● **Prompt**: Reproduce the passage of the interview below starting at "If by some chance" and ending at "professionally and personally.", word for word.

[Begin Selected extract]

C — How do you explain to your family what "going live" means? Describe it with emotion.

DD — I normally use my favourite hobby - cooking. 

I describe it as a scenario where the goal is to cook dinner for several persons in a high-end restaurant: nothing can fail and everyone needs to be satisfied. This process in a kitchen involves different people and roles, from the ones that wash the dishes to the ones that cook the meal. A lot of work needs to be prepared in advance – mise en place – to finalise, in the real time, all ingredients and components of the dish carefully, combine them in a certain order, and delivered on the plate with no mess. The final test is up to the customer, when they taste the food and see if all tastes as expected.

Going live is very similar – it has all these steps together with all the pressure to get it done on time!

C — If your name came up on Wikipedia, what would you like the reason to be?

DD — That’s challenging because I do not see my self as relevant enough to be part of wikipedia. It also sounds strange because it feels like the exercise when they ask you to write your obituary!

If by some chance it would appear in wikipedia, I would like to be referred to as someone that was part of a team, a group of persons, a company that helped build solutions that actively improved the local ecosystems where they worked on, contributing to a better world - I believe that we all have the mission to leave the world a better place.

Also, that during that mission, I had a major role in helping others to be successful in their lives, professionally and personally. 

At the end, I would like to be seen as a nice guy! Who wouldn’t?

[End Selected extract]
[Begin Listed records]

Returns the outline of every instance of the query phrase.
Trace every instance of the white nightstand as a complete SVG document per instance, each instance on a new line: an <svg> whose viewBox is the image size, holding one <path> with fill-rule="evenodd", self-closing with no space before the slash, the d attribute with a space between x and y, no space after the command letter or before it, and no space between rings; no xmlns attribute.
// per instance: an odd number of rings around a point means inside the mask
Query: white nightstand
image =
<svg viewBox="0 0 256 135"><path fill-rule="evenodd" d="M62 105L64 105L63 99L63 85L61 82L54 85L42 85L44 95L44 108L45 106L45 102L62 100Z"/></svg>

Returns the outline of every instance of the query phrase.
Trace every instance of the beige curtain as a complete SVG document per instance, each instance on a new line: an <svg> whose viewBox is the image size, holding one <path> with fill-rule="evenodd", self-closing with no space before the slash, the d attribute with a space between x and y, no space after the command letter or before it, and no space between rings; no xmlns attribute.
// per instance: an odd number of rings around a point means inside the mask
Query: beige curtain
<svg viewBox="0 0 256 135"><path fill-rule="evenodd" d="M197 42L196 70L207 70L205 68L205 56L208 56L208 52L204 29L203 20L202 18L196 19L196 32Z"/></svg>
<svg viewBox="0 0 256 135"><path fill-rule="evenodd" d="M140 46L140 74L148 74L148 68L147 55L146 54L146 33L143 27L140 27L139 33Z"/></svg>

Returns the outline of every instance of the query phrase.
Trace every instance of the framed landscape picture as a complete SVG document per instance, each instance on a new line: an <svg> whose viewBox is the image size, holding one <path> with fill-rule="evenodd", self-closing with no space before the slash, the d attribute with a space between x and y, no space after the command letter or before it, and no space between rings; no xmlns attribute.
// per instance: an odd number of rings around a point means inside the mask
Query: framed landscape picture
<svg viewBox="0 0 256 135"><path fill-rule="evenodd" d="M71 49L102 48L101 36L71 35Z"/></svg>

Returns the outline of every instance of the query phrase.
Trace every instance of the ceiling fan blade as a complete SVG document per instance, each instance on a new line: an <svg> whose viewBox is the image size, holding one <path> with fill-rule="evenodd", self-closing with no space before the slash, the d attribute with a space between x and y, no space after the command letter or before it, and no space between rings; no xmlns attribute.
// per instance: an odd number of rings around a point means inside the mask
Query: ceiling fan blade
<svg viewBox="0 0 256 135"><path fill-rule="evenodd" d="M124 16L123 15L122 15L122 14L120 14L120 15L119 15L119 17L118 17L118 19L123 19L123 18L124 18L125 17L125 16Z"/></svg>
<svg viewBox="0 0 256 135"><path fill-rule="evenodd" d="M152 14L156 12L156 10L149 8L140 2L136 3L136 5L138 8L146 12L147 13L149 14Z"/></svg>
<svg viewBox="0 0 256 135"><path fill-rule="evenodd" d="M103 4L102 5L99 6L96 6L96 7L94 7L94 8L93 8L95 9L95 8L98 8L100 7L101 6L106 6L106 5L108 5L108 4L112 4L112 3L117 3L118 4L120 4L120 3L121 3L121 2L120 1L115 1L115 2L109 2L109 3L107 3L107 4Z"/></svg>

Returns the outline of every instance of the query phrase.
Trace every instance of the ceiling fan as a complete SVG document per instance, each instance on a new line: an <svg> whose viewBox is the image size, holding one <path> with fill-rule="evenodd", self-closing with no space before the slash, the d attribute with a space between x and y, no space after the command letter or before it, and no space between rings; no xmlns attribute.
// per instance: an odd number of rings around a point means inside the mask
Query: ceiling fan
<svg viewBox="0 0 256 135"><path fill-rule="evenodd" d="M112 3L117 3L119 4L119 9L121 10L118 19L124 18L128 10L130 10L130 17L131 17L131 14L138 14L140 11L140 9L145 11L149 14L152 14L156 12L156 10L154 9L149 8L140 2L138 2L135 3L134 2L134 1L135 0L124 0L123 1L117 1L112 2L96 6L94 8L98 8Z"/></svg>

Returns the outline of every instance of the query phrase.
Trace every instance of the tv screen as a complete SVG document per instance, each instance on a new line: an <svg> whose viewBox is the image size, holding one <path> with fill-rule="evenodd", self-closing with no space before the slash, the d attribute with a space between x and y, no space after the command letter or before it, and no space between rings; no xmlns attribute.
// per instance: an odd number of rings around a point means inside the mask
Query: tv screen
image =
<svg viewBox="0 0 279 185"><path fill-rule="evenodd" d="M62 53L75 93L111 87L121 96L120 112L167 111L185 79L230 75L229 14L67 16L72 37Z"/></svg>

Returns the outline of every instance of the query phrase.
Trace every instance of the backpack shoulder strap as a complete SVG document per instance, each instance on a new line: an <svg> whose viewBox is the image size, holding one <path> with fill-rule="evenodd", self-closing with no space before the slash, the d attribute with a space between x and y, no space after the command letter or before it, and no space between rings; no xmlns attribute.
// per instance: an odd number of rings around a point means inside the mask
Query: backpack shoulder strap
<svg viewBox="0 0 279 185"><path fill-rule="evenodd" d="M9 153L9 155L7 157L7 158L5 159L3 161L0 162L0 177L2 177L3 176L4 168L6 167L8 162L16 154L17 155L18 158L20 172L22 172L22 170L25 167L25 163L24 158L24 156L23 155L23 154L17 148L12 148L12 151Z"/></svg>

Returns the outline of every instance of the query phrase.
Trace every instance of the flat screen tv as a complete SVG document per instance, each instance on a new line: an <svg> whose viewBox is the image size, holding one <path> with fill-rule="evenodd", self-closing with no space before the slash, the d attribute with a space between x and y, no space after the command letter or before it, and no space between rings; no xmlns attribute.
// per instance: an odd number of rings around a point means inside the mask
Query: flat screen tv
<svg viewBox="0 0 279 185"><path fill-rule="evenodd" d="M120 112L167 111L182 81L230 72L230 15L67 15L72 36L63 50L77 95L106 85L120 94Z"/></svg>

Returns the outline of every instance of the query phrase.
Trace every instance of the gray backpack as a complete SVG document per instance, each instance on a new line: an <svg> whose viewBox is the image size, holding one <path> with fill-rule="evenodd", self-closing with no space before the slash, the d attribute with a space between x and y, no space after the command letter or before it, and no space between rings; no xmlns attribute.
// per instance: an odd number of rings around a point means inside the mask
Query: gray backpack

[End Listed records]

● **Answer to this problem**:
If by some chance it would appear in wikipedia, I would like to be referred to as someone that was part of a team, a group of persons, a company that helped build solutions that actively improved the local ecosystems where they worked on, contributing to a better world - I believe that we all have the mission to leave the world a better place.

Also, that during that mission, I had a major role in helping others to be successful in their lives, professionally and personally.